<<<<
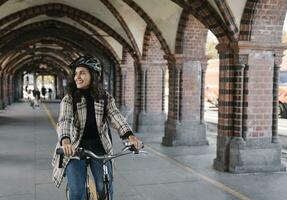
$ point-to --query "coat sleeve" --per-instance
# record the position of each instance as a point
(117, 120)
(65, 118)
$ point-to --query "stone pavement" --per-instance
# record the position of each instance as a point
(27, 140)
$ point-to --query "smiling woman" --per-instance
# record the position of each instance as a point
(83, 117)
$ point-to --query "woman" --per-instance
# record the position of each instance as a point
(83, 116)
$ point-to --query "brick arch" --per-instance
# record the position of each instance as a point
(151, 24)
(14, 38)
(191, 37)
(16, 66)
(206, 14)
(61, 43)
(268, 20)
(67, 11)
(123, 24)
(15, 61)
(247, 20)
(152, 51)
(257, 16)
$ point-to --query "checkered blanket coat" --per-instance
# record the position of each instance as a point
(66, 128)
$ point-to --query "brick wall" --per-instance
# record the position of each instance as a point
(155, 64)
(194, 39)
(260, 96)
(268, 21)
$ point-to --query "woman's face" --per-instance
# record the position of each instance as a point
(82, 77)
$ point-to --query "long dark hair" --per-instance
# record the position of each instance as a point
(96, 87)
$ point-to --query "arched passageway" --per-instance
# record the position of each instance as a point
(140, 44)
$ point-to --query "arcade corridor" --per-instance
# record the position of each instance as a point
(155, 57)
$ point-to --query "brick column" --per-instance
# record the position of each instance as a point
(152, 116)
(278, 59)
(255, 149)
(60, 87)
(127, 92)
(10, 90)
(2, 105)
(184, 125)
(5, 91)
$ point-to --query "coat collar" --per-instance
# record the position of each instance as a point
(82, 112)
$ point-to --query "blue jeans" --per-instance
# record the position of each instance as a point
(76, 175)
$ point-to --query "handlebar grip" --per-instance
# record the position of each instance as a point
(60, 151)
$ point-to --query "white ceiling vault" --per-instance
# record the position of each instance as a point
(120, 17)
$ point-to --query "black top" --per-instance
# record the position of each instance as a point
(91, 139)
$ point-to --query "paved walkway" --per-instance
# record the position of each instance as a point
(27, 139)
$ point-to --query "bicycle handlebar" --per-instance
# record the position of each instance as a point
(84, 153)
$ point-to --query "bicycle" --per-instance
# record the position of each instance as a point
(85, 154)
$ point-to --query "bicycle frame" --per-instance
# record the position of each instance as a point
(85, 154)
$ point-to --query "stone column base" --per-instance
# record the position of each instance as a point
(2, 105)
(188, 133)
(221, 161)
(254, 155)
(151, 123)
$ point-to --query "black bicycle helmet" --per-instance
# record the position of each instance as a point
(90, 62)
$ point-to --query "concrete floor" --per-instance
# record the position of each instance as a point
(27, 140)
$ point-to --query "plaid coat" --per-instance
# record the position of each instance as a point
(66, 128)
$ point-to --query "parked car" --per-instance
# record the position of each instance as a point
(212, 83)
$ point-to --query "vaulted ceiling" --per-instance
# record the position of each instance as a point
(59, 31)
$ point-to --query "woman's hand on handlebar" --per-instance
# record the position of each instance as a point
(134, 141)
(68, 149)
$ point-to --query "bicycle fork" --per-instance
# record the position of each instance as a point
(106, 181)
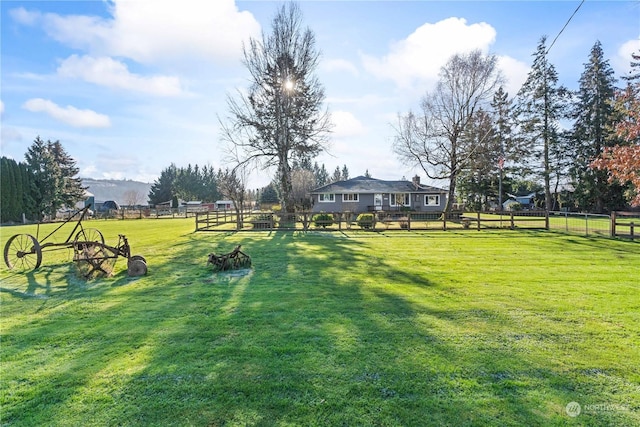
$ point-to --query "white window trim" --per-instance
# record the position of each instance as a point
(329, 198)
(394, 196)
(426, 199)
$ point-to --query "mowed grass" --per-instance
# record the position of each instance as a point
(391, 329)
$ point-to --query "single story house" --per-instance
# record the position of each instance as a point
(224, 205)
(526, 201)
(363, 194)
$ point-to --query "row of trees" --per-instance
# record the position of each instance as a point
(40, 186)
(208, 185)
(470, 133)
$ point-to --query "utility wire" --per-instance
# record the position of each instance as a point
(565, 25)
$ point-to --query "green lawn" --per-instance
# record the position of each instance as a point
(391, 329)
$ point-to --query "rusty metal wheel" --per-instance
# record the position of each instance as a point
(22, 253)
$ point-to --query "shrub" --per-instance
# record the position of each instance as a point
(323, 220)
(365, 220)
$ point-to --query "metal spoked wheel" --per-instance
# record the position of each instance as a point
(22, 253)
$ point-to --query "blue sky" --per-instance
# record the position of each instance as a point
(130, 87)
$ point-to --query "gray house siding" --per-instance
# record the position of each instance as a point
(363, 194)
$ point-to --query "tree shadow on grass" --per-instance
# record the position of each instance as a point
(321, 332)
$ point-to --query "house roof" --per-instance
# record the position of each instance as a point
(362, 184)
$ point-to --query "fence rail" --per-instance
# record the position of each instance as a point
(625, 224)
(338, 221)
(619, 224)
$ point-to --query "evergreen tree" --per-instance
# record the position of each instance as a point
(47, 178)
(592, 132)
(321, 174)
(162, 188)
(541, 105)
(345, 173)
(478, 179)
(510, 152)
(71, 190)
(8, 196)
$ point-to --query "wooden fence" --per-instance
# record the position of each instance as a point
(381, 221)
(625, 224)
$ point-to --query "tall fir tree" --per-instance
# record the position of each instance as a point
(162, 188)
(71, 189)
(47, 178)
(541, 104)
(592, 132)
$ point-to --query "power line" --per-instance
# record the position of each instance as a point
(565, 25)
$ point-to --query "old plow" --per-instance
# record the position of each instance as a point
(91, 255)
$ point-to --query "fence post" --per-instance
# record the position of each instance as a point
(586, 224)
(546, 220)
(613, 224)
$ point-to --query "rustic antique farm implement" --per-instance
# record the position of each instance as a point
(230, 261)
(23, 252)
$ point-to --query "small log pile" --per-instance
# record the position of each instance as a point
(233, 260)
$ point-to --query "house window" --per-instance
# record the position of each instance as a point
(326, 197)
(432, 200)
(399, 199)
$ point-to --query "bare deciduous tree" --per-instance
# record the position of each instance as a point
(232, 186)
(434, 138)
(131, 197)
(280, 119)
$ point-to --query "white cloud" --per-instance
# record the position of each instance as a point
(24, 17)
(346, 124)
(515, 73)
(622, 62)
(159, 31)
(69, 115)
(111, 73)
(340, 65)
(420, 56)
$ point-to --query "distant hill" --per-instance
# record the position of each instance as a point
(119, 190)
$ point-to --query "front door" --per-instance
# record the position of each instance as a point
(377, 201)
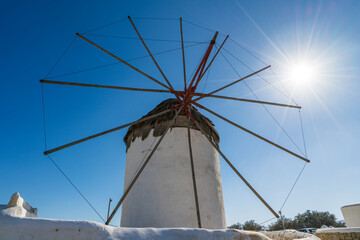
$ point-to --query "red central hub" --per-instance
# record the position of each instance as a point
(189, 92)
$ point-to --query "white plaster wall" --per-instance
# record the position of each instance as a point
(163, 195)
(351, 214)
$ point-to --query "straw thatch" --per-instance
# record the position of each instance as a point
(160, 123)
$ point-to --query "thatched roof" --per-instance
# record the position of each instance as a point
(160, 123)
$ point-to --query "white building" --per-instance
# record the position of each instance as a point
(163, 196)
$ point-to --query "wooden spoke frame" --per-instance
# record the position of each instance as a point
(186, 99)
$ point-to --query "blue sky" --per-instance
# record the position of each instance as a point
(324, 35)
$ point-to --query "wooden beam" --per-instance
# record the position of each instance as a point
(126, 192)
(103, 86)
(162, 91)
(123, 61)
(193, 176)
(104, 132)
(252, 133)
(148, 50)
(183, 53)
(236, 171)
(246, 100)
(217, 52)
(239, 80)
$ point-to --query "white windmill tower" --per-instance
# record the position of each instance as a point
(177, 188)
(172, 171)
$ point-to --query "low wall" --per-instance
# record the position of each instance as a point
(44, 229)
(289, 235)
(338, 233)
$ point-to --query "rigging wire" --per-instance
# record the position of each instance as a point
(197, 25)
(208, 72)
(106, 25)
(136, 38)
(292, 188)
(302, 132)
(266, 109)
(57, 166)
(61, 56)
(257, 74)
(148, 18)
(277, 78)
(129, 60)
(268, 220)
(82, 195)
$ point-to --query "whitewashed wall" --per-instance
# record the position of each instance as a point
(163, 195)
(351, 214)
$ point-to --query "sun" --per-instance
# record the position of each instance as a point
(302, 73)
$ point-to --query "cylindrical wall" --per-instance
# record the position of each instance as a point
(163, 195)
(351, 214)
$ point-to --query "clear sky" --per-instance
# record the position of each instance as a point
(316, 40)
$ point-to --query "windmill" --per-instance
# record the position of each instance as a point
(179, 112)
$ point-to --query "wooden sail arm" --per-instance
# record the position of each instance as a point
(193, 175)
(180, 93)
(104, 132)
(148, 50)
(217, 52)
(246, 100)
(123, 61)
(235, 170)
(252, 133)
(239, 80)
(183, 53)
(126, 192)
(104, 86)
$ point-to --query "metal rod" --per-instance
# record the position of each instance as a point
(217, 52)
(121, 60)
(103, 86)
(104, 132)
(183, 53)
(254, 134)
(148, 50)
(246, 100)
(142, 168)
(212, 43)
(193, 176)
(236, 171)
(107, 216)
(239, 80)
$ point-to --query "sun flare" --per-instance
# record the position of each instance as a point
(302, 73)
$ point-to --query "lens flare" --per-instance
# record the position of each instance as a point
(302, 73)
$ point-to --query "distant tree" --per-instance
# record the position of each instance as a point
(248, 225)
(236, 226)
(316, 219)
(278, 225)
(252, 226)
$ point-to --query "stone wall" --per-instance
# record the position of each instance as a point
(289, 235)
(338, 233)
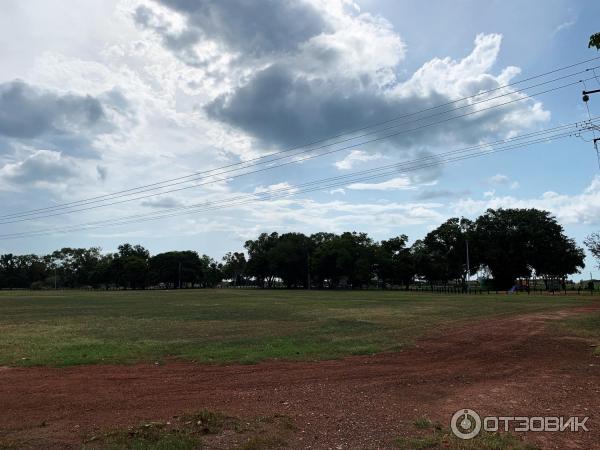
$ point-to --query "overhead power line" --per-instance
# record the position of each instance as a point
(159, 185)
(560, 132)
(83, 206)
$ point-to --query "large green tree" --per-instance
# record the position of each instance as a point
(442, 255)
(289, 259)
(395, 263)
(514, 242)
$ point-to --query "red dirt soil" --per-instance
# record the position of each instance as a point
(517, 366)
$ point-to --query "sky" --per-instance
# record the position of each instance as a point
(103, 96)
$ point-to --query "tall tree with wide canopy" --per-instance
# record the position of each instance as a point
(259, 265)
(513, 242)
(442, 255)
(290, 258)
(395, 263)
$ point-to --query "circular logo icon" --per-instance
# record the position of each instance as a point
(465, 424)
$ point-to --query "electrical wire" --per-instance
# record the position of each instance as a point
(135, 190)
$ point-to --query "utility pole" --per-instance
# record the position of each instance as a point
(586, 94)
(307, 270)
(465, 229)
(468, 267)
(179, 274)
(586, 98)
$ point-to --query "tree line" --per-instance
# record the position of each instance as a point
(503, 245)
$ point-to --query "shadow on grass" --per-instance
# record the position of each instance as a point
(206, 429)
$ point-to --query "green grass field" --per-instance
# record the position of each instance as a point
(75, 327)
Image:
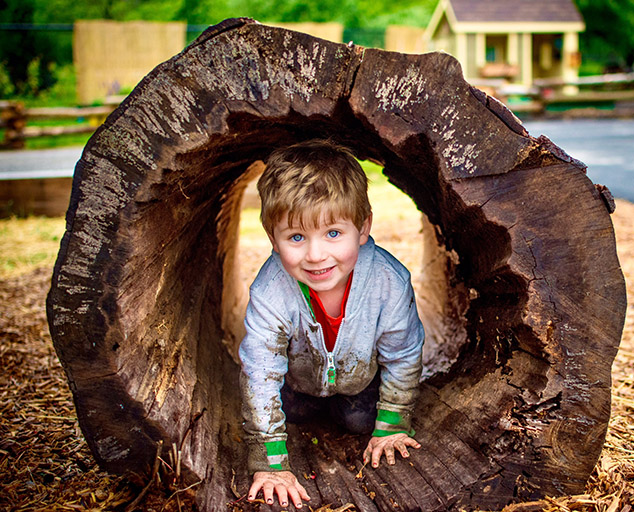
>>>>
## WHAT YOU WILL DO
A single number is expected: how many lines in the material above contain the word "bicycle".

## ANSWER
5